■ Problem details: Which lines in the rows below contain the word "meadow", with case counting? Pick out each of those lines and copy it in full.

■ Data entries:
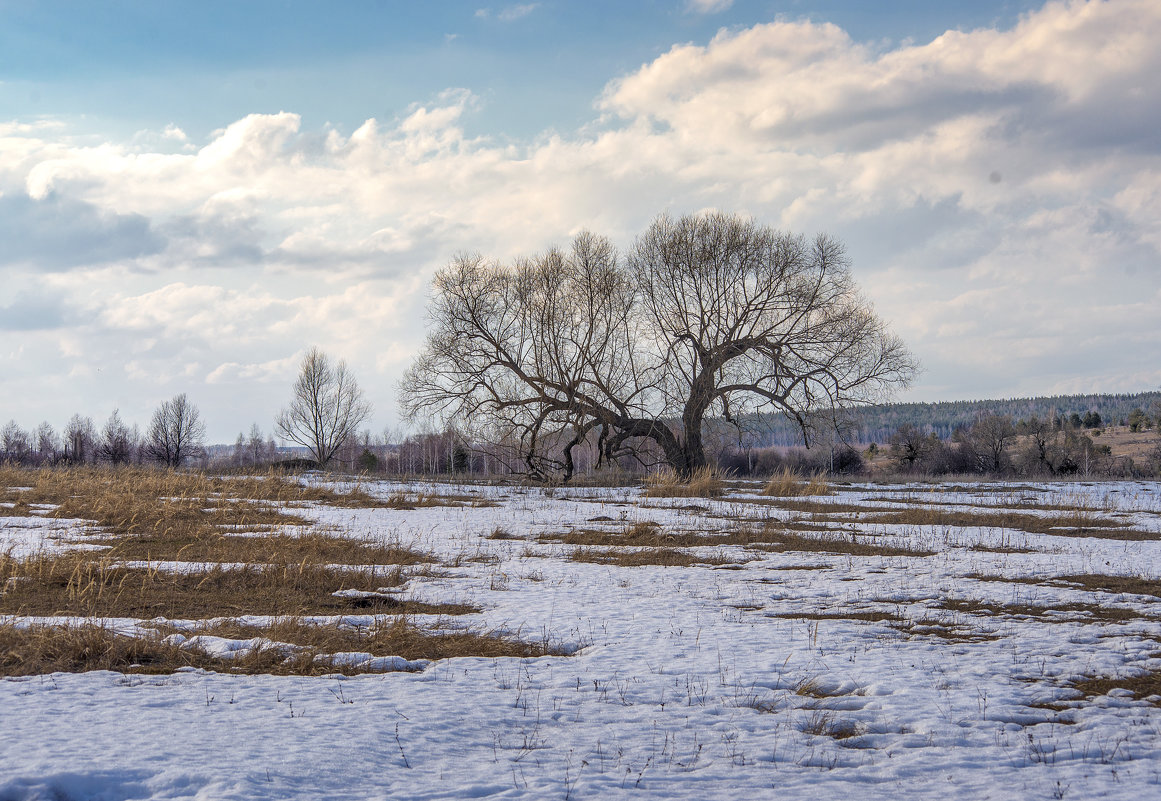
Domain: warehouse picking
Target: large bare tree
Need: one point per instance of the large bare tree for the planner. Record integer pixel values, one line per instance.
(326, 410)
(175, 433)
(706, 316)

...

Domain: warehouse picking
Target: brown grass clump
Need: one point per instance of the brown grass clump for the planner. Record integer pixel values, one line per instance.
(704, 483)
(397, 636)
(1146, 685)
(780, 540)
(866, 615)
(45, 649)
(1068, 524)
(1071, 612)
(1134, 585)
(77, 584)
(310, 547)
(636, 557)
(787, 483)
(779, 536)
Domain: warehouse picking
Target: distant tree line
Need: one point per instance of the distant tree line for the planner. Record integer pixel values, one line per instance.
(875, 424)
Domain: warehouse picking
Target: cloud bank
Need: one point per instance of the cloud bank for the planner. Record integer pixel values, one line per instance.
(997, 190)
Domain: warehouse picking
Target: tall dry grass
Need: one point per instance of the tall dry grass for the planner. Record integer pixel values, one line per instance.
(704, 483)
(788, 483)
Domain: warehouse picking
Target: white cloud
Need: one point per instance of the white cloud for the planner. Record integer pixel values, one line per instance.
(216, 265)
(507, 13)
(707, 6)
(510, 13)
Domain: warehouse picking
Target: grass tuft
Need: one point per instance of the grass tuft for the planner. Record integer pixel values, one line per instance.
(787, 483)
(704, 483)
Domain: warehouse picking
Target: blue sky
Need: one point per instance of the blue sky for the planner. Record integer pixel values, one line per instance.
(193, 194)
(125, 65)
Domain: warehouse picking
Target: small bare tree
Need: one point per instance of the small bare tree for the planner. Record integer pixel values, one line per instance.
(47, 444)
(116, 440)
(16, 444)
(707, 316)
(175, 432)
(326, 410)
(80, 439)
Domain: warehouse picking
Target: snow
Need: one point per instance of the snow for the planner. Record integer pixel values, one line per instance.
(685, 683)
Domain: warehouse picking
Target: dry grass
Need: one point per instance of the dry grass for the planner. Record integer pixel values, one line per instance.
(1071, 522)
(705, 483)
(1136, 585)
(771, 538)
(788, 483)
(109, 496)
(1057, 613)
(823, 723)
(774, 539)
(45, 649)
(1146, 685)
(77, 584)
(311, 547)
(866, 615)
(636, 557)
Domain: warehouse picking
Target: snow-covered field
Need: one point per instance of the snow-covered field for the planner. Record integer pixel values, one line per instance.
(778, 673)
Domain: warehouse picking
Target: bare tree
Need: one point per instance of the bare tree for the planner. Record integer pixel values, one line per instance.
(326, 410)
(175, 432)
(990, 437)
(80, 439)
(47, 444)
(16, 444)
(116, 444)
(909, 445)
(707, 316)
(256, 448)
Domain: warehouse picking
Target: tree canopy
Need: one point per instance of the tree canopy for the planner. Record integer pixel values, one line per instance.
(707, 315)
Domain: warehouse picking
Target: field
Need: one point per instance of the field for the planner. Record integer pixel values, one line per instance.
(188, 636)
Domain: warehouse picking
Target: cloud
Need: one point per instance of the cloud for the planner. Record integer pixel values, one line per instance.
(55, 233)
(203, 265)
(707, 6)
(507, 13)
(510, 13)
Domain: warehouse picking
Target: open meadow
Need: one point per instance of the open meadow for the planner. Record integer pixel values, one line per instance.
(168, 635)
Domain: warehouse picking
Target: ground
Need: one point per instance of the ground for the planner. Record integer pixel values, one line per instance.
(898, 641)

■ Answer to this exercise:
Target: open meadow
Need: one point per instance of the open meadow for the planner. Record integer pixel values, one line per instance.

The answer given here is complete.